[Supplied passage]
Live album by Anthony Braxton
- Released: 1997
- Recorded: November 24, 1995
- Venue: Tri-Centric (Thanksgiving) Festival, Knitting Factory, NYC
- Genre: Jazz
- Length: 49:36
- Label: Braxton House BH 007
- Producer: Anthony Braxton, Velibor Pedevski

Anthony Braxton chronology
| Octet (New York) 1995 (1994) | Ensemble (New York) 1995 (1997) | Solo Piano (Standards) 1995 (1995) |

= Ensemble (New York) 1995 =

Ensemble (New York) 1995 is a live album by composer and saxophonist Anthony Braxton with an ensemble, recorded at the Knitting Factory in 1995 and released on his own Braxton House label.

(Pointing and labeling entries)

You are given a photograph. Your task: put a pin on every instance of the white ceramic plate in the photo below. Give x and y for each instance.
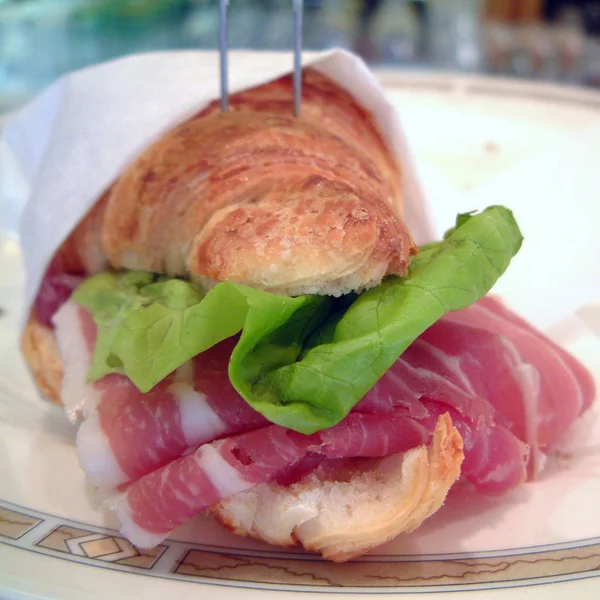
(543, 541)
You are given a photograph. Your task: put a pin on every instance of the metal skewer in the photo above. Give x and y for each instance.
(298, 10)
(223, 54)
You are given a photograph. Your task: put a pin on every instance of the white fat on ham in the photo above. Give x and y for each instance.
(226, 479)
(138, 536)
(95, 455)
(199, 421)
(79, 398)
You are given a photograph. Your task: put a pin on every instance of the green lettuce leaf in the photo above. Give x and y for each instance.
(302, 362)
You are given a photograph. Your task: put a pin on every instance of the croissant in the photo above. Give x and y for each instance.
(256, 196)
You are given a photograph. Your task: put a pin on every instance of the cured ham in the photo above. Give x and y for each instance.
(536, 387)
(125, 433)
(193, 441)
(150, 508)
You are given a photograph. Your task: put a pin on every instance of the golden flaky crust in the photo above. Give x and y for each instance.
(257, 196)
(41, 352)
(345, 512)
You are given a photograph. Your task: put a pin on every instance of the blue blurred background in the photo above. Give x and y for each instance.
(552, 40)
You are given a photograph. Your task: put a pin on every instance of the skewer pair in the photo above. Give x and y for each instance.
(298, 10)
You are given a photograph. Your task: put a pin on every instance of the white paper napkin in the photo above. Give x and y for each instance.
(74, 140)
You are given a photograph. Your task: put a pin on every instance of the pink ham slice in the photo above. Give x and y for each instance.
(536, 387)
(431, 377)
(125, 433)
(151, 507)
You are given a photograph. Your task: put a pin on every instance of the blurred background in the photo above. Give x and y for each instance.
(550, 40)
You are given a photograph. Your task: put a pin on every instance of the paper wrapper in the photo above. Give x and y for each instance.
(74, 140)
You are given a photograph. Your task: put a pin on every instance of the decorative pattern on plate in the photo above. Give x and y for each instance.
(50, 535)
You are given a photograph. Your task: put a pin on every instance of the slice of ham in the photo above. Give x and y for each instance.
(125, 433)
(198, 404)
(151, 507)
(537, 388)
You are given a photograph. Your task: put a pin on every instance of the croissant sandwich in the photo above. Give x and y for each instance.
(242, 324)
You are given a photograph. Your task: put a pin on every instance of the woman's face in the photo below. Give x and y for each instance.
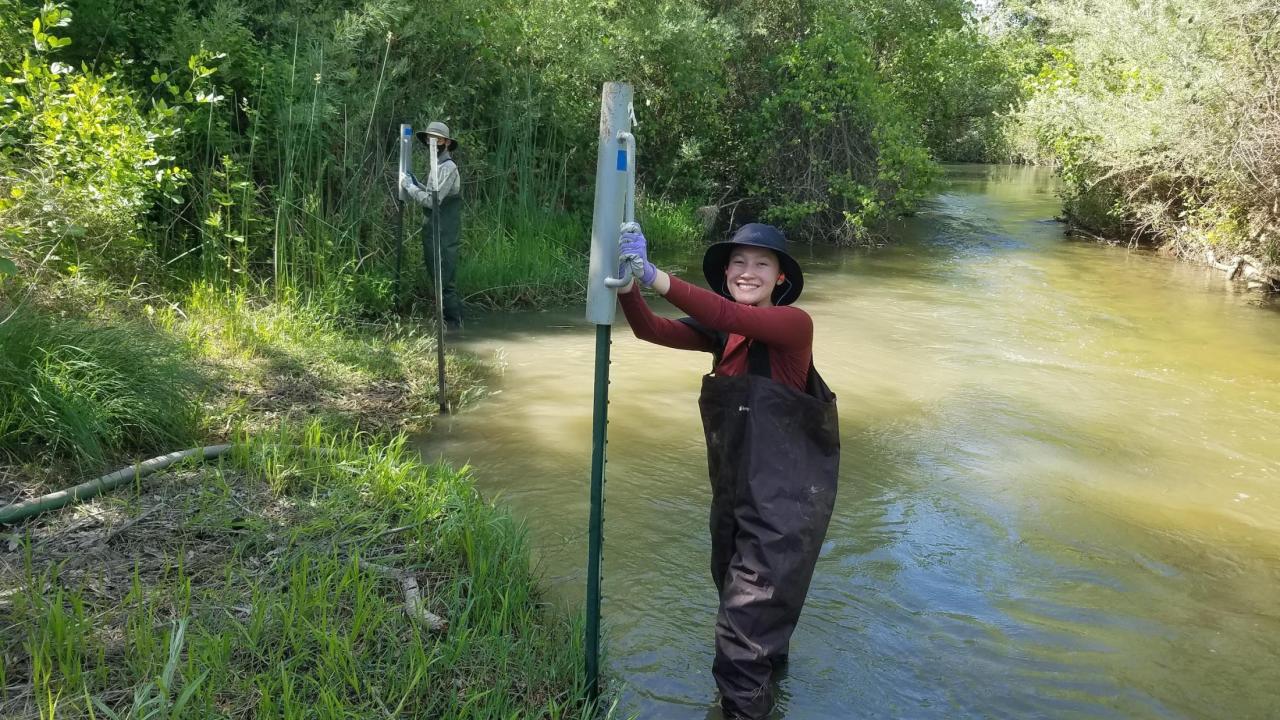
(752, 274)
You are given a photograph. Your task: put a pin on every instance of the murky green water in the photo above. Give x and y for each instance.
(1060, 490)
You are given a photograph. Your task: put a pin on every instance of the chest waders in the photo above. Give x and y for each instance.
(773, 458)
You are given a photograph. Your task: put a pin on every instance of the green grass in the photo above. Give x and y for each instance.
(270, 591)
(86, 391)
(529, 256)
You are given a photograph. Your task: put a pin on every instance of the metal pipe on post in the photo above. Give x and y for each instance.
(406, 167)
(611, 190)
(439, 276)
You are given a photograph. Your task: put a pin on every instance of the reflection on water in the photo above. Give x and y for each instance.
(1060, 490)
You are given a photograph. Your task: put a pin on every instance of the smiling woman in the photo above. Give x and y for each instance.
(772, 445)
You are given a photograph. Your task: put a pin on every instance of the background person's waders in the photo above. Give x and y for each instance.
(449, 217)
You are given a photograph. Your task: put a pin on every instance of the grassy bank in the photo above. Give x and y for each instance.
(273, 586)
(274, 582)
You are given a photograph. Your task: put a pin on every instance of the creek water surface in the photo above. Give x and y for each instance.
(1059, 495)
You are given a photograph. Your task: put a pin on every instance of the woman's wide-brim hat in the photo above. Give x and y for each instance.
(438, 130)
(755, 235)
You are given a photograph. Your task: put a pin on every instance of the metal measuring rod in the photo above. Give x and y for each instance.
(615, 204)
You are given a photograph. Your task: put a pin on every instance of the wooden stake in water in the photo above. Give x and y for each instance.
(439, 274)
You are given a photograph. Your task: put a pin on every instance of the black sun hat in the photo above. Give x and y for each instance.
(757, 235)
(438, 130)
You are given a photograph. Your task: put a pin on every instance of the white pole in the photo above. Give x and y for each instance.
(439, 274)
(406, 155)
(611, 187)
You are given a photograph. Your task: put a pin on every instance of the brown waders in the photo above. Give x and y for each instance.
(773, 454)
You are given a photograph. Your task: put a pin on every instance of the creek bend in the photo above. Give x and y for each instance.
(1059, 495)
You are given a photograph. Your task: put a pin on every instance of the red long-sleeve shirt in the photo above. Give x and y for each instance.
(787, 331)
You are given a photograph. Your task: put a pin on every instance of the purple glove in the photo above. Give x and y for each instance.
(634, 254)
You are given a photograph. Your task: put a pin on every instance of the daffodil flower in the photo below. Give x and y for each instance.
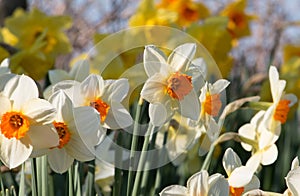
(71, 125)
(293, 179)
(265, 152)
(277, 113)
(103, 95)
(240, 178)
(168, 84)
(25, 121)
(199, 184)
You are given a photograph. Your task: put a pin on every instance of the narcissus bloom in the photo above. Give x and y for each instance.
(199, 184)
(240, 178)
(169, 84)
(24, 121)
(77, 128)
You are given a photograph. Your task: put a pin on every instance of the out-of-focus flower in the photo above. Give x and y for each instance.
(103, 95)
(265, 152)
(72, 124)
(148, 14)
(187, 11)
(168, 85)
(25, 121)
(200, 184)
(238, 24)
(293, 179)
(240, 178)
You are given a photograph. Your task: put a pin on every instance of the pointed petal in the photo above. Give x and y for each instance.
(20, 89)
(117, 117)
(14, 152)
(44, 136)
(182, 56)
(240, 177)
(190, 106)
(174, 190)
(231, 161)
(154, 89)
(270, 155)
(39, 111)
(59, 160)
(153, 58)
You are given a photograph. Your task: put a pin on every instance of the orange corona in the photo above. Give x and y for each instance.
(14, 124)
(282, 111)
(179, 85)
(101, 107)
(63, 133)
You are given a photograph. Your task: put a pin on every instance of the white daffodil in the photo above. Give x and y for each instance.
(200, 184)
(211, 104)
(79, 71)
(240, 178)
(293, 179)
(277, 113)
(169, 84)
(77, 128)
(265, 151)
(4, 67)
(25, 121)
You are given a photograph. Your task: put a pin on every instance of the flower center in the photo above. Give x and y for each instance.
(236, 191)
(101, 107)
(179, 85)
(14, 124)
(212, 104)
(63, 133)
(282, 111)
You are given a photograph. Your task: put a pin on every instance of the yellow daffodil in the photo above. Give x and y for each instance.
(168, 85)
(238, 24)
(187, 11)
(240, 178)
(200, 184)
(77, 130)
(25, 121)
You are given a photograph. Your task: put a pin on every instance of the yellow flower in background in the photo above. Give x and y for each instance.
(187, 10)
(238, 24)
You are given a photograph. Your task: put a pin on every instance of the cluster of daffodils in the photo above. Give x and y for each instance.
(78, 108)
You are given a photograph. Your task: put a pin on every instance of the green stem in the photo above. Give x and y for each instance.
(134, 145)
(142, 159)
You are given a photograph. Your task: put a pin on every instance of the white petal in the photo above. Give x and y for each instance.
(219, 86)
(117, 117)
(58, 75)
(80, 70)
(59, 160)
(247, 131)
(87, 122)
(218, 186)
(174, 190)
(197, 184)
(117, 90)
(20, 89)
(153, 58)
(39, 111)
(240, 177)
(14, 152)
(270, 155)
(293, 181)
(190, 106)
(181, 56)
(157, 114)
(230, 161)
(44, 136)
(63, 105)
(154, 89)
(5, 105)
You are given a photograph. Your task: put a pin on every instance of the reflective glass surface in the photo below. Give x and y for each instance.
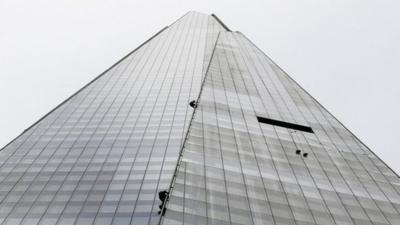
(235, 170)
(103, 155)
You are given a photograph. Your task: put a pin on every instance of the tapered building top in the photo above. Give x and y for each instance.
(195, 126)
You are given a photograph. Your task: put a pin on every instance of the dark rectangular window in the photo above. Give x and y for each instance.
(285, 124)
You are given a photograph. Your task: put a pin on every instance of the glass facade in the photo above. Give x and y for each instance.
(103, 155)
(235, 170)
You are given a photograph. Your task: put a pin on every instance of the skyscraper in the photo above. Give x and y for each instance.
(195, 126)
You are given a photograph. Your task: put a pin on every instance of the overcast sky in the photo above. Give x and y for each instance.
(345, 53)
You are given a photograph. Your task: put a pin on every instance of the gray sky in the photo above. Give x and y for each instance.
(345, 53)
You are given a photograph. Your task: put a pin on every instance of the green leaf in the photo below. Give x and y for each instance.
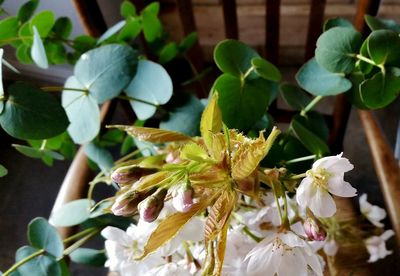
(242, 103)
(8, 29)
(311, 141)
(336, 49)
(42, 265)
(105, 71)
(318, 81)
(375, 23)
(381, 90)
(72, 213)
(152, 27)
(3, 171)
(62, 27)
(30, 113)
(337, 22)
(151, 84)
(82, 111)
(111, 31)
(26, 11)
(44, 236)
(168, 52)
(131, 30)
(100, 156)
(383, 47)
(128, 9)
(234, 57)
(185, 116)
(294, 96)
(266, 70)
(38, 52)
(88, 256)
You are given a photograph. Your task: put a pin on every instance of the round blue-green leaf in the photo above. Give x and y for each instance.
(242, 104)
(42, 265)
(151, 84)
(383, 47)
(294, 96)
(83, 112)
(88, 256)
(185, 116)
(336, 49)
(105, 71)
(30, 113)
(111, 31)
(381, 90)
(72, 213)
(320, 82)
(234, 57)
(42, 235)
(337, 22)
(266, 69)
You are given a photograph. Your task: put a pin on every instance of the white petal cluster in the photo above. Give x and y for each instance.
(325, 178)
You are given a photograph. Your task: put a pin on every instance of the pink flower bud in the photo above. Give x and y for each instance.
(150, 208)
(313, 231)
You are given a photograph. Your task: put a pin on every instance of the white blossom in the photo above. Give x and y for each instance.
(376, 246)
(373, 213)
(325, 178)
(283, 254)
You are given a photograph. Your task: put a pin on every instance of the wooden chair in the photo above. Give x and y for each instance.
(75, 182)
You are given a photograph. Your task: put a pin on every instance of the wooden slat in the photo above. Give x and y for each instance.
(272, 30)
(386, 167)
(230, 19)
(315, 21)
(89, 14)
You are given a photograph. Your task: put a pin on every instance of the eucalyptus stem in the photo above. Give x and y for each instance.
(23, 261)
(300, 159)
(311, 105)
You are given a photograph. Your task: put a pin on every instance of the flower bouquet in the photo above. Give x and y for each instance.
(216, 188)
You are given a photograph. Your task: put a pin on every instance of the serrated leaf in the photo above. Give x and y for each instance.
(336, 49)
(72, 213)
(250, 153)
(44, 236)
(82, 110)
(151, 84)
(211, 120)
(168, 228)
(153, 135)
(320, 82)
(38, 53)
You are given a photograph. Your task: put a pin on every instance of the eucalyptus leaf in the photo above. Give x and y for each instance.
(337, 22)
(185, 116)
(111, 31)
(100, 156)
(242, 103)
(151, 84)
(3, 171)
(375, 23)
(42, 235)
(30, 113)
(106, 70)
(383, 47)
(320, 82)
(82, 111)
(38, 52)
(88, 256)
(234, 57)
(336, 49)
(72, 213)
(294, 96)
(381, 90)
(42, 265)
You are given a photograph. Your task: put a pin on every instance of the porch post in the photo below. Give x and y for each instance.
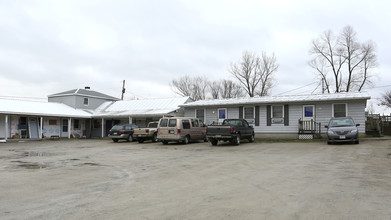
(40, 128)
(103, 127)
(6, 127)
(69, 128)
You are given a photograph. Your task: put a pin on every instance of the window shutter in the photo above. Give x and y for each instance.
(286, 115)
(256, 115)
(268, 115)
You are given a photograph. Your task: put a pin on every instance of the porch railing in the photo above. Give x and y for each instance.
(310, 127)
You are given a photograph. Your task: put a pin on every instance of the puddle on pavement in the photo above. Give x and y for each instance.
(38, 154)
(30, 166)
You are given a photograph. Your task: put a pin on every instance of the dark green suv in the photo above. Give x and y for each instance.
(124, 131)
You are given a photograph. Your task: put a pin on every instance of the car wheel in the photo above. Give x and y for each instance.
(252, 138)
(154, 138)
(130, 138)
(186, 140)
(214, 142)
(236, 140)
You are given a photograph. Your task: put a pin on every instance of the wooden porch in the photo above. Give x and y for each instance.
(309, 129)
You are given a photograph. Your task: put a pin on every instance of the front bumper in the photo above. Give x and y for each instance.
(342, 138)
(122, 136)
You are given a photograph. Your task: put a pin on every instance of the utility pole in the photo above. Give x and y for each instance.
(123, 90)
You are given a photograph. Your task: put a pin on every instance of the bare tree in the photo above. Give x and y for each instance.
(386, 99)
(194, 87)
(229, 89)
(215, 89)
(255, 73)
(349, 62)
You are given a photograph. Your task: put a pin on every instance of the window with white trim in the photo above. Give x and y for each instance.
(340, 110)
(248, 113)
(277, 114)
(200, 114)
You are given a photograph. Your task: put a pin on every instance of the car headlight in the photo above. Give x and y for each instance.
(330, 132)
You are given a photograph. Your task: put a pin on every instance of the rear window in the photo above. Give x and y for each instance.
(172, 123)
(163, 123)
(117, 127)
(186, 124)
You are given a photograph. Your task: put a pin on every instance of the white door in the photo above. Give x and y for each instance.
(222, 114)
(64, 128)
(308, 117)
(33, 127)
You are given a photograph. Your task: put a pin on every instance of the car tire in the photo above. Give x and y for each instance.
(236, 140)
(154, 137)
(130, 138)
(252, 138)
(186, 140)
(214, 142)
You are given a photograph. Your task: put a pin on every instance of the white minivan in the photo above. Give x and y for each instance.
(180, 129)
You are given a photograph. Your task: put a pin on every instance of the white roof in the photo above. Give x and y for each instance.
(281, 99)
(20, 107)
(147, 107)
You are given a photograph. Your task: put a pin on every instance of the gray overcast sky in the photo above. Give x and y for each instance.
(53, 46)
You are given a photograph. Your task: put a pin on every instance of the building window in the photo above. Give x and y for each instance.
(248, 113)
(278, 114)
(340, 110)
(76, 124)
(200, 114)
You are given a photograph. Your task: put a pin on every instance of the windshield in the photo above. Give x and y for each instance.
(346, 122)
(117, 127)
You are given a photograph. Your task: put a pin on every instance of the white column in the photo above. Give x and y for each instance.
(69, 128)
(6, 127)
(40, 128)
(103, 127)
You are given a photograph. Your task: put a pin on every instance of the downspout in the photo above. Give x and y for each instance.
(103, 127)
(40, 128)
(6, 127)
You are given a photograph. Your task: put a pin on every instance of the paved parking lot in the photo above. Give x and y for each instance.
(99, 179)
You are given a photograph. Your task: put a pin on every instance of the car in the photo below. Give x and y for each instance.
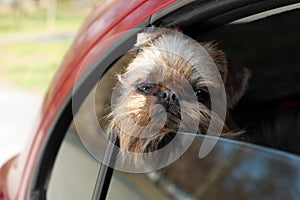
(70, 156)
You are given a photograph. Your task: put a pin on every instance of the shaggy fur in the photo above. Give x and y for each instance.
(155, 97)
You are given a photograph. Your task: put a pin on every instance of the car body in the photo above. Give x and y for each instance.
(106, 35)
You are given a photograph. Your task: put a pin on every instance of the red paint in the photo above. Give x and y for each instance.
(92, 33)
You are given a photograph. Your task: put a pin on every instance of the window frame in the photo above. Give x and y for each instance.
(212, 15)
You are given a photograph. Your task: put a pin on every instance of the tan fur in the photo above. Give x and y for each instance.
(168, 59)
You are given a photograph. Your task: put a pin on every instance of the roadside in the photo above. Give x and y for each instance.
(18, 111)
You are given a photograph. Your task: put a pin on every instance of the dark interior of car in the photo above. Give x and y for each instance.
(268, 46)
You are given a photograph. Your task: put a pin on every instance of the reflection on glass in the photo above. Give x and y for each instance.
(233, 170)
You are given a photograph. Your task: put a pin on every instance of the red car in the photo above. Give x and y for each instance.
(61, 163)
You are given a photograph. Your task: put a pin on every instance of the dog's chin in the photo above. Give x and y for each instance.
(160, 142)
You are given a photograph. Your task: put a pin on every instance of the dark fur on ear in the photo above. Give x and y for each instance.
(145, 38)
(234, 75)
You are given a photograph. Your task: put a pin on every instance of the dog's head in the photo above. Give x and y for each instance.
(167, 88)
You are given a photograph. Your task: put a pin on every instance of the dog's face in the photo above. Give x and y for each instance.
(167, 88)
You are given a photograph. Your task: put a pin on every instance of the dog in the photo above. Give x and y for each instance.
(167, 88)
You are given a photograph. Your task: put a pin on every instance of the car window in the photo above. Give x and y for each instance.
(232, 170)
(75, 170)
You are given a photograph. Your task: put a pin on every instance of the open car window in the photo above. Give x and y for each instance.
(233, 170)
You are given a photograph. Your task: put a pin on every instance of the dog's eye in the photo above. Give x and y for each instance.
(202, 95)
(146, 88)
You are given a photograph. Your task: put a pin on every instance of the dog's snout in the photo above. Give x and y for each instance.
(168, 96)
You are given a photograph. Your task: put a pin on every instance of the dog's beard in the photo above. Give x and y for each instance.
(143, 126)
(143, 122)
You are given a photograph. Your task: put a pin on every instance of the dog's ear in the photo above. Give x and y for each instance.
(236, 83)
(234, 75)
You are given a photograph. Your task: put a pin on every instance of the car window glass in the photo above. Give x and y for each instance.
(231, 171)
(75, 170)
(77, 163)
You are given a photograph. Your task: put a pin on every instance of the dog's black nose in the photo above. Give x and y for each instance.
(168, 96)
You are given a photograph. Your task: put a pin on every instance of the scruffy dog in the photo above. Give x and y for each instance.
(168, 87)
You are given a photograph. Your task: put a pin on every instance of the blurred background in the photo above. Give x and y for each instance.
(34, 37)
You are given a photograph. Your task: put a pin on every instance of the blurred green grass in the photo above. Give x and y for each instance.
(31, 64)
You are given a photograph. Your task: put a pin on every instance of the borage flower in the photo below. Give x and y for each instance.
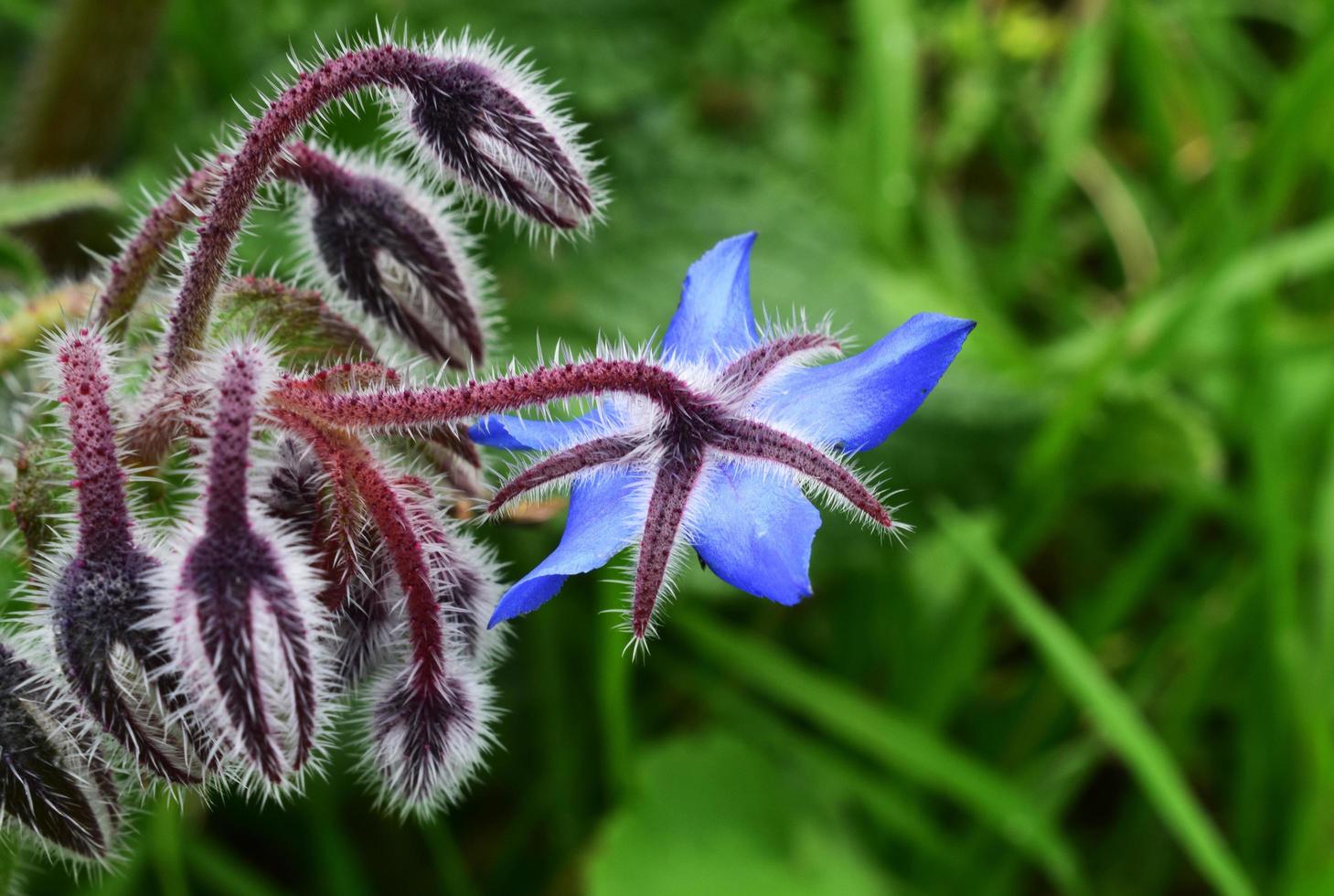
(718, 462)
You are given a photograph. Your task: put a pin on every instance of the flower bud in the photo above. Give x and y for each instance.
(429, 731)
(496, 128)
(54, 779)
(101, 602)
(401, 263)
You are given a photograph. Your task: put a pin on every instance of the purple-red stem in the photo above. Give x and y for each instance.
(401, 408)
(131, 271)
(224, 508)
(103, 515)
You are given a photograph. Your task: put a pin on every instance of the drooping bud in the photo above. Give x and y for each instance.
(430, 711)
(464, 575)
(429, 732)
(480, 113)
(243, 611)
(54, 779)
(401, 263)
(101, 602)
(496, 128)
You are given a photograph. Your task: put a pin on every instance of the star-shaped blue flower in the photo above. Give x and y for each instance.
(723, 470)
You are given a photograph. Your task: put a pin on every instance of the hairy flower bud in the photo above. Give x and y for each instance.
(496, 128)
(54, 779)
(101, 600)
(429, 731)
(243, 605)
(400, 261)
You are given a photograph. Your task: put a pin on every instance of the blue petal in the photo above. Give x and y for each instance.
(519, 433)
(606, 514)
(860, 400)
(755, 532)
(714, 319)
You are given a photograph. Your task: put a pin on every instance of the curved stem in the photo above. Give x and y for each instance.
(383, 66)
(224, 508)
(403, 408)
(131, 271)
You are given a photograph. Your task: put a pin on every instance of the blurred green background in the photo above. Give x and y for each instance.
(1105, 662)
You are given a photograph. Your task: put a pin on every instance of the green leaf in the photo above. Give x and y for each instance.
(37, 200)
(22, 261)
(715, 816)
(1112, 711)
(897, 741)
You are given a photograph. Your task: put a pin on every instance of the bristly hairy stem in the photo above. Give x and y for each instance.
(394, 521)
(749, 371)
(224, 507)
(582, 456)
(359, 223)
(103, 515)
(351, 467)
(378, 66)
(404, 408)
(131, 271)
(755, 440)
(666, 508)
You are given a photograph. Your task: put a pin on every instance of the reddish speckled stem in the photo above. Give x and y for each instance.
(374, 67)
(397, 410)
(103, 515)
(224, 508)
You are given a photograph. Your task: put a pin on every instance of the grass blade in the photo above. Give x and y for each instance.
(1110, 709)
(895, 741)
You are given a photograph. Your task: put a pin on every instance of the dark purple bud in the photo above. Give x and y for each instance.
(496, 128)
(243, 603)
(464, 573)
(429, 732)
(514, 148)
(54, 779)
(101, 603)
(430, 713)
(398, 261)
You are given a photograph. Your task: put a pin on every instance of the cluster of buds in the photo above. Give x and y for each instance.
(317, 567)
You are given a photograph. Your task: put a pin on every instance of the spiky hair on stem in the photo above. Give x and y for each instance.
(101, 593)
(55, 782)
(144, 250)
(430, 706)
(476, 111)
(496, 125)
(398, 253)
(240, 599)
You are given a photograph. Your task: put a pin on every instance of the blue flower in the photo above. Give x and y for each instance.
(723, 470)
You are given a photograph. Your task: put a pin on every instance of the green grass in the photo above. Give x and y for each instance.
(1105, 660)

[Challenge]
According to the album entry, on what date was Ensemble (New York) 1995 recorded?

[Task answer]
November 24, 1995